§ **文書の抜粋**
▬▬▬
3学年の部 古堅南小学校 川上 歩夢(かわかみ あゆむ)
「お母さんからのプレゼント」
 
  八年前の三月のおわり、川上家にはじめての子どもが生まれました。それが、ぼくです。
「生まれた日のことは、わすれられないよ。」二年生の生活科の勉強で、ぼくが生まれた時の様子をお母さんにインタビューしました。ぼくがおかあさんのおなかにいた時、お母さんは、おなかの調子がわるくて二回入院したそうです。
おなかの中のぼくは元気に育って、予定日をすぎた八年前の三月三十日に生まれてきたとはじめて聞きました。その日の写真には、お母さんが生まれたばかりのぼくを、ぎゅっとだきしめている様子が写っています。お母さんの顔は、ないたあとみたいにつかれた顔で、でも笑っていました。
「12時間もいたみがつづいて、やっと生まれた歩夢をだっこした時は、なみだが出たよ。」ぼくを生んだ時の話をきいて、お母さんは、たいへんだったんだなと思いました。小さいころのぼくは、ごはん時間にちゃんといすにすわれなかったり、スーパーに行くとあっちこっちにうごき回ったり、おちつきのない子で、たいへんだったそうです。
▬▬▬
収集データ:

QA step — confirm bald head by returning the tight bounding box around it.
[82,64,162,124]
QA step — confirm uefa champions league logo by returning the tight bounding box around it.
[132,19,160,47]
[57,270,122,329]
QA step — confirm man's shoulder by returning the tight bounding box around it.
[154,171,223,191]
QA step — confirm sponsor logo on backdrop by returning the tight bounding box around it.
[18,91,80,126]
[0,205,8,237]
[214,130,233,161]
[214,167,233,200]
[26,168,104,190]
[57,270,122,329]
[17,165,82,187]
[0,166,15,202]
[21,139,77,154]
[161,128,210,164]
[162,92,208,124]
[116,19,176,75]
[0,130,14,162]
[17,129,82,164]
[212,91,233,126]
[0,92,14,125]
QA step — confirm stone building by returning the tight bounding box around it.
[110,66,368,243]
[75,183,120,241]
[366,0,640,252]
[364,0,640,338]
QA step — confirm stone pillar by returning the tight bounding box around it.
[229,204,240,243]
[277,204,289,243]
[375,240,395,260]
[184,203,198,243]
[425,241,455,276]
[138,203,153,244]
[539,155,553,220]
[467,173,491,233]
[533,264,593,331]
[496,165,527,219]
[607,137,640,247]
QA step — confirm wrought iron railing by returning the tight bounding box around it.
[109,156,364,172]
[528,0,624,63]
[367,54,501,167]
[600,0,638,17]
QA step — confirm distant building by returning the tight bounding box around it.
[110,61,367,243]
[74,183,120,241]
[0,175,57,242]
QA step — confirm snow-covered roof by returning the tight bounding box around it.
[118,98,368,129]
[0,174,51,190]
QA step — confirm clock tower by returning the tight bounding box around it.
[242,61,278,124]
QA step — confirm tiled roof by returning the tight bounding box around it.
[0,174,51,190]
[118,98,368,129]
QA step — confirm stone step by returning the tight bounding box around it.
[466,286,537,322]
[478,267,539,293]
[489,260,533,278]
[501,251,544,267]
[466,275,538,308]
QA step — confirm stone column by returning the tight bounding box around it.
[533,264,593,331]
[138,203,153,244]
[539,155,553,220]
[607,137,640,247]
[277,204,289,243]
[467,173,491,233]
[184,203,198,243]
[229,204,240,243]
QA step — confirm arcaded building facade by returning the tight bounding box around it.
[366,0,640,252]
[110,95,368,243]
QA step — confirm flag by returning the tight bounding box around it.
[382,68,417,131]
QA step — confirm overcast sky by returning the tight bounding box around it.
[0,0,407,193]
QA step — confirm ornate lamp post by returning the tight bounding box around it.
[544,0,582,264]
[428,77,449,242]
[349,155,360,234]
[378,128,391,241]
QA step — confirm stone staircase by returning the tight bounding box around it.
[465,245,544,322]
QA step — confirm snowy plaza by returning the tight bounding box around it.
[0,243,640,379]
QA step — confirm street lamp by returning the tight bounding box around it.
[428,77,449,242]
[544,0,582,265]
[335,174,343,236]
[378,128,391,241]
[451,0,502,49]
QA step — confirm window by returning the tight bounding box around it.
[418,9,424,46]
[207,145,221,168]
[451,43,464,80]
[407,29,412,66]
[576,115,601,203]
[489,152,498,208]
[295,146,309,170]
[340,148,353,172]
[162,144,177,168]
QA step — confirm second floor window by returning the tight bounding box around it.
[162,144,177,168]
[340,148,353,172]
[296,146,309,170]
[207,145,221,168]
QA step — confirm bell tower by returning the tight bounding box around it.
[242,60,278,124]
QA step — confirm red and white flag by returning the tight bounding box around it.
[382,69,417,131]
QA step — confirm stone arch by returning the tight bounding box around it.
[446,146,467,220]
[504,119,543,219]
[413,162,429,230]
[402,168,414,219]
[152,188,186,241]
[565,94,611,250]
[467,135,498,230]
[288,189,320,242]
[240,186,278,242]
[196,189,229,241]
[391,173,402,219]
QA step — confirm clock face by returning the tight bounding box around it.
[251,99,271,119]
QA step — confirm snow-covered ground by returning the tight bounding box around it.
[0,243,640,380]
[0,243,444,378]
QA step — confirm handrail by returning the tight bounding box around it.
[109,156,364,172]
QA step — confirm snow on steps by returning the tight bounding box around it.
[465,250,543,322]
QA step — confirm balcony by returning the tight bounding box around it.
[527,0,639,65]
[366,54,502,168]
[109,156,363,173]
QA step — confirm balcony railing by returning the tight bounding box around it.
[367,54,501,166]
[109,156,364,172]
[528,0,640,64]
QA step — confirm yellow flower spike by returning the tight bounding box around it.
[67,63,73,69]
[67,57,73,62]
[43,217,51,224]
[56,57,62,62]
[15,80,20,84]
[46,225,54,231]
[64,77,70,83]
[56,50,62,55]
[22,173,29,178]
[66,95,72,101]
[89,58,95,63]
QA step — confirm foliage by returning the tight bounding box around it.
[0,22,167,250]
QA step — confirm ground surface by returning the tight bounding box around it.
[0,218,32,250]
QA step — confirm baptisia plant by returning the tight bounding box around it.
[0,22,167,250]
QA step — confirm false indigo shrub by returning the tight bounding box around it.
▬▬▬
§ **やること**
**A.** 作文について、次の問いに答えてください。
(i) 歩夢が生まれたのは何月何日ですか。
(ii) 歩夢がおなかにいた時、お母さんは何回入院しましたか。
(iii) 歩夢が生まれるまで、いたみは何時間つづきましたか。
**B.** 作文から、「八年前の三月のおわり、川上家」から「た顔で、でも笑っていました。」までの部分を、一字も変えずに抜き出してください。
作文に書かれていることだけを手がかりにしてください。

§ **回答**
**A.**
(i) 三月三十日
(ii) 二回
(iii) 12時間

**B.**
八年前の三月のおわり、川上家にはじめての子どもが生まれました。それが、ぼくです。
「生まれた日のことは、わすれられないよ。」二年生の生活科の勉強で、ぼくが生まれた時の様子をお母さんにインタビューしました。ぼくがおかあさんのおなかにいた時、お母さんは、おなかの調子がわるくて二回入院したそうです。
おなかの中のぼくは元気に育って、予定日をすぎた八年前の三月三十日に生まれてきたとはじめて聞きました。その日の写真には、お母さんが生まれたばかりのぼくを、ぎゅっとだきしめている様子が写っています。お母さんの顔は、ないたあとみたいにつかれた顔で、でも笑っていました。